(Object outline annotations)
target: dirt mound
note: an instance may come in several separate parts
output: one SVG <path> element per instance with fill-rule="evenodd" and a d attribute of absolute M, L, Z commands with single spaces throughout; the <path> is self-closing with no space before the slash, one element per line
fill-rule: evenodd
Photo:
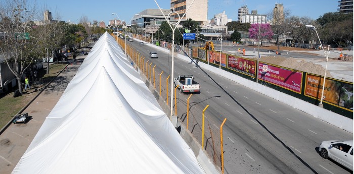
<path fill-rule="evenodd" d="M 323 67 L 311 62 L 306 62 L 303 60 L 299 62 L 292 58 L 281 56 L 263 56 L 259 59 L 259 61 L 312 74 L 322 76 L 325 75 L 325 68 Z M 328 71 L 327 76 L 332 77 Z"/>

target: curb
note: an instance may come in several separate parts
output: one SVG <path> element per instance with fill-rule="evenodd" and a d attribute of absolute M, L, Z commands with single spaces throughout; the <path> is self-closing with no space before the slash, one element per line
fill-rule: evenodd
<path fill-rule="evenodd" d="M 42 90 L 41 90 L 40 91 L 39 91 L 39 92 L 38 92 L 38 94 L 37 94 L 37 95 L 36 95 L 36 96 L 34 96 L 34 97 L 33 97 L 33 98 L 32 100 L 31 100 L 31 101 L 30 101 L 28 102 L 28 103 L 27 103 L 24 107 L 23 107 L 22 109 L 21 109 L 21 110 L 20 110 L 20 111 L 19 111 L 18 112 L 17 112 L 17 113 L 16 114 L 20 114 L 20 113 L 22 113 L 24 110 L 25 110 L 25 109 L 26 109 L 26 108 L 27 108 L 27 107 L 28 107 L 28 106 L 29 106 L 30 104 L 31 104 L 31 103 L 33 101 L 34 101 L 34 100 L 35 100 L 36 98 L 37 98 L 37 97 L 42 93 L 42 92 L 43 92 L 43 91 L 44 91 L 44 90 L 46 89 L 47 88 L 47 87 L 48 87 L 48 86 L 49 86 L 49 84 L 50 84 L 51 83 L 52 83 L 52 82 L 53 82 L 53 80 L 54 80 L 54 79 L 55 79 L 57 77 L 58 77 L 58 76 L 59 76 L 59 75 L 60 75 L 60 74 L 61 74 L 61 73 L 63 72 L 63 71 L 64 71 L 64 70 L 65 70 L 65 69 L 66 68 L 66 67 L 68 67 L 68 66 L 69 66 L 69 64 L 67 64 L 67 65 L 66 65 L 66 66 L 65 66 L 65 67 L 64 67 L 64 68 L 62 70 L 62 71 L 61 71 L 60 72 L 59 74 L 58 74 L 58 75 L 57 75 L 57 76 L 56 76 L 55 78 L 53 78 L 53 79 L 52 79 L 52 80 L 51 80 L 50 82 L 49 82 L 48 83 L 47 83 L 47 84 L 46 85 L 46 86 L 42 89 Z M 14 119 L 15 119 L 15 117 L 12 117 L 12 118 L 11 118 L 11 120 L 10 120 L 10 121 L 9 121 L 9 122 L 8 122 L 8 123 L 7 123 L 6 125 L 5 125 L 5 126 L 4 126 L 1 129 L 1 130 L 0 130 L 0 135 L 2 134 L 3 133 L 4 131 L 5 131 L 5 130 L 6 130 L 6 129 L 7 129 L 8 127 L 9 127 L 9 126 L 10 126 L 10 125 L 12 123 L 12 122 L 13 122 Z"/>

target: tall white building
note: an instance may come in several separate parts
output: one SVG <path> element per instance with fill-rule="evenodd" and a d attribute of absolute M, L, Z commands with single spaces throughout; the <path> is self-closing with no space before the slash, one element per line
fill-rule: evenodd
<path fill-rule="evenodd" d="M 256 10 L 252 10 L 250 14 L 242 15 L 241 23 L 253 24 L 266 24 L 267 23 L 267 15 L 257 15 Z"/>
<path fill-rule="evenodd" d="M 247 5 L 244 5 L 239 9 L 237 13 L 237 21 L 241 22 L 242 21 L 242 15 L 248 14 L 248 8 Z"/>
<path fill-rule="evenodd" d="M 211 20 L 211 25 L 217 26 L 225 26 L 226 24 L 231 21 L 231 19 L 228 19 L 228 15 L 225 14 L 225 11 L 222 13 L 214 16 L 214 18 Z"/>
<path fill-rule="evenodd" d="M 192 0 L 171 0 L 170 9 L 178 13 L 180 17 L 186 13 L 182 21 L 191 18 L 197 22 L 200 25 L 206 25 L 208 22 L 207 14 L 208 12 L 208 0 L 195 1 L 191 8 L 187 12 L 187 9 L 193 2 Z M 171 16 L 171 20 L 178 19 L 177 15 Z"/>

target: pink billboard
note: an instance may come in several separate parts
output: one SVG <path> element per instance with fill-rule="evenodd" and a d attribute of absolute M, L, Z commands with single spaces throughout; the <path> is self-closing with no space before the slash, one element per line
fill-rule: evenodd
<path fill-rule="evenodd" d="M 263 72 L 263 66 L 267 69 Z M 300 94 L 302 72 L 259 62 L 257 77 L 259 80 L 273 84 Z"/>

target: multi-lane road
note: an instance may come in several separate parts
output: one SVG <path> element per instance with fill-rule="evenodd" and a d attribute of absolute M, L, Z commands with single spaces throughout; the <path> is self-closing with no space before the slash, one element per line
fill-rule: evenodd
<path fill-rule="evenodd" d="M 149 64 L 156 65 L 156 72 L 164 71 L 163 79 L 167 77 L 170 54 L 149 44 L 128 43 L 149 60 Z M 151 51 L 157 51 L 158 59 L 149 57 Z M 322 158 L 318 148 L 323 141 L 352 140 L 352 133 L 175 57 L 175 77 L 179 75 L 193 75 L 200 84 L 201 93 L 191 99 L 195 109 L 201 111 L 209 104 L 208 117 L 220 123 L 227 119 L 223 130 L 225 173 L 350 172 Z M 183 118 L 189 95 L 177 95 L 178 105 L 184 105 L 178 107 L 178 114 Z"/>

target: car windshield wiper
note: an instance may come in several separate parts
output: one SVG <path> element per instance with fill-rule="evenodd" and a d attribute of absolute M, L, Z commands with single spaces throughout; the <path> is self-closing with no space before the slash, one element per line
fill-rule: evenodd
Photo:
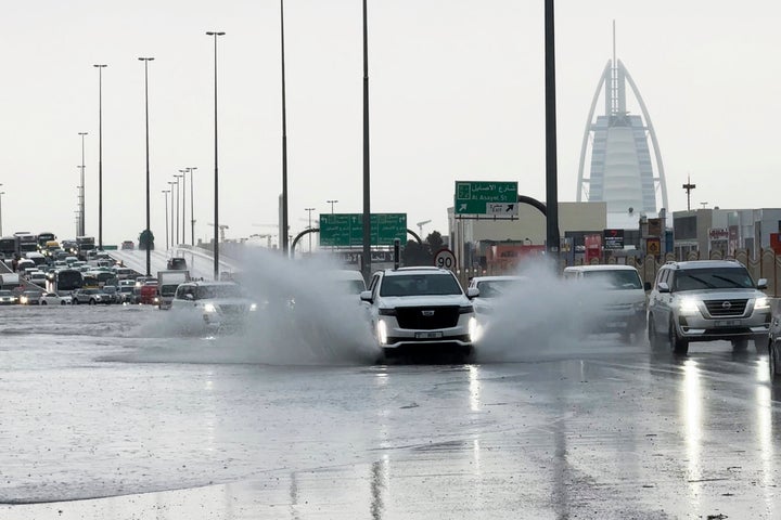
<path fill-rule="evenodd" d="M 701 278 L 700 276 L 694 276 L 694 275 L 691 275 L 691 274 L 688 274 L 687 276 L 689 276 L 689 278 L 691 278 L 691 280 L 693 280 L 693 281 L 695 281 L 695 282 L 700 282 L 701 284 L 703 284 L 703 285 L 704 285 L 706 288 L 708 288 L 708 289 L 715 289 L 715 288 L 716 288 L 715 285 L 713 285 L 710 282 L 707 282 L 705 278 Z M 680 289 L 679 289 L 679 290 L 680 290 Z M 692 290 L 692 289 L 683 289 L 683 290 Z"/>
<path fill-rule="evenodd" d="M 743 287 L 743 288 L 745 288 L 745 287 L 743 286 L 743 284 L 739 284 L 739 283 L 735 282 L 734 280 L 728 278 L 728 277 L 726 277 L 726 276 L 719 276 L 718 274 L 713 274 L 712 276 L 713 276 L 714 278 L 716 278 L 716 280 L 722 280 L 722 281 L 727 282 L 728 284 L 730 284 L 730 287 Z"/>

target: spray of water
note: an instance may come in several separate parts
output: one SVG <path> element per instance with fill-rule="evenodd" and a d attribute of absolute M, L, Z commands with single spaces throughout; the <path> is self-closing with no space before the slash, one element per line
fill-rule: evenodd
<path fill-rule="evenodd" d="M 615 292 L 599 282 L 562 280 L 550 265 L 526 264 L 517 274 L 524 281 L 515 290 L 492 301 L 483 320 L 476 348 L 478 362 L 523 362 L 573 355 L 626 352 L 644 348 L 618 335 L 593 335 Z"/>
<path fill-rule="evenodd" d="M 135 361 L 371 363 L 380 350 L 371 337 L 366 308 L 336 278 L 338 269 L 324 260 L 291 262 L 279 253 L 247 255 L 236 277 L 258 309 L 243 327 L 214 332 L 199 318 L 161 311 L 137 334 L 168 339 L 137 353 Z"/>

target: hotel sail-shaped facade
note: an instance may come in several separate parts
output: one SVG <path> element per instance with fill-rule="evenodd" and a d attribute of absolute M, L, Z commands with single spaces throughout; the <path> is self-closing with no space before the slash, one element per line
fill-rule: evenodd
<path fill-rule="evenodd" d="M 641 115 L 627 110 L 627 84 Z M 601 92 L 604 115 L 594 119 Z M 590 168 L 585 176 L 588 157 Z M 578 168 L 577 202 L 582 200 L 606 203 L 609 229 L 637 229 L 641 213 L 655 218 L 661 208 L 668 208 L 656 133 L 645 103 L 620 60 L 607 61 L 589 109 Z"/>

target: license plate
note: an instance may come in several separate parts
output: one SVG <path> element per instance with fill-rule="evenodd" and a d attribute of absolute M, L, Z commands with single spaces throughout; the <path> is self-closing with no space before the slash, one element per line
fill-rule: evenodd
<path fill-rule="evenodd" d="M 415 339 L 435 339 L 441 338 L 441 332 L 437 333 L 415 333 Z"/>

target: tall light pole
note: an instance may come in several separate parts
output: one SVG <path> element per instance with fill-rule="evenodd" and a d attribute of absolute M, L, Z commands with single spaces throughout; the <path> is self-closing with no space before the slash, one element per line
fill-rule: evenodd
<path fill-rule="evenodd" d="M 182 174 L 182 244 L 187 244 L 187 168 L 179 170 L 179 173 Z"/>
<path fill-rule="evenodd" d="M 146 114 L 146 276 L 152 276 L 152 230 L 150 223 L 150 199 L 149 199 L 149 62 L 154 57 L 139 57 L 144 62 L 144 105 Z"/>
<path fill-rule="evenodd" d="M 85 204 L 84 204 L 84 196 L 85 196 L 85 184 L 84 184 L 84 138 L 88 135 L 87 132 L 79 132 L 79 135 L 81 135 L 81 166 L 79 168 L 81 169 L 81 200 L 79 202 L 79 236 L 85 236 Z"/>
<path fill-rule="evenodd" d="M 215 236 L 214 236 L 214 274 L 219 280 L 219 174 L 217 160 L 217 37 L 225 36 L 223 31 L 210 30 L 206 35 L 215 40 Z"/>
<path fill-rule="evenodd" d="M 168 249 L 168 194 L 170 190 L 162 190 L 162 192 L 166 197 L 166 249 Z"/>
<path fill-rule="evenodd" d="M 177 209 L 176 209 L 176 216 L 177 216 L 177 219 L 176 219 L 176 222 L 177 222 L 176 245 L 177 245 L 177 246 L 178 246 L 179 244 L 181 244 L 181 242 L 179 242 L 179 207 L 180 207 L 180 203 L 179 203 L 179 180 L 180 180 L 182 177 L 184 177 L 184 176 L 176 176 L 176 174 L 174 176 L 174 179 L 176 179 L 176 181 L 174 181 L 174 182 L 175 182 L 176 185 L 177 185 Z"/>
<path fill-rule="evenodd" d="M 287 108 L 284 76 L 284 0 L 280 0 L 280 38 L 282 51 L 282 255 L 287 256 Z"/>
<path fill-rule="evenodd" d="M 367 0 L 363 0 L 363 252 L 361 273 L 371 276 L 371 190 L 369 174 L 369 23 Z"/>
<path fill-rule="evenodd" d="M 98 250 L 103 250 L 103 69 L 98 68 Z"/>
<path fill-rule="evenodd" d="M 174 182 L 174 181 L 168 181 L 168 191 L 169 191 L 170 194 L 171 194 L 171 223 L 170 223 L 170 226 L 171 226 L 171 242 L 174 242 L 174 184 L 176 184 L 176 182 Z M 166 231 L 166 232 L 167 232 L 167 231 Z"/>
<path fill-rule="evenodd" d="M 316 208 L 304 208 L 305 211 L 309 212 L 309 253 L 311 255 L 311 212 L 315 211 Z"/>
<path fill-rule="evenodd" d="M 192 173 L 193 173 L 193 170 L 197 170 L 197 166 L 191 166 L 190 168 L 188 168 L 188 170 L 190 170 L 190 245 L 194 246 L 195 245 L 195 209 L 194 209 L 195 206 L 194 206 L 193 200 L 195 200 L 195 198 L 193 198 Z"/>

◆ PROBLEM DETAILS
Copy out, unchanged, the stretch of the data from the line containing "target: license plate" through the line containing "415 339 L 435", including both of those lines, and nothing else.

◆ IN RESPONSE
target: license plate
note: an instance may come in several separate parts
output: one SVG <path> element per instance with fill-rule="evenodd" and a d attribute of absolute M, L, Z commands with single spaces throughout; the <path> is self-closing with no space before the slash, one element per line
fill-rule: evenodd
<path fill-rule="evenodd" d="M 415 339 L 435 339 L 441 338 L 441 332 L 437 333 L 415 333 Z"/>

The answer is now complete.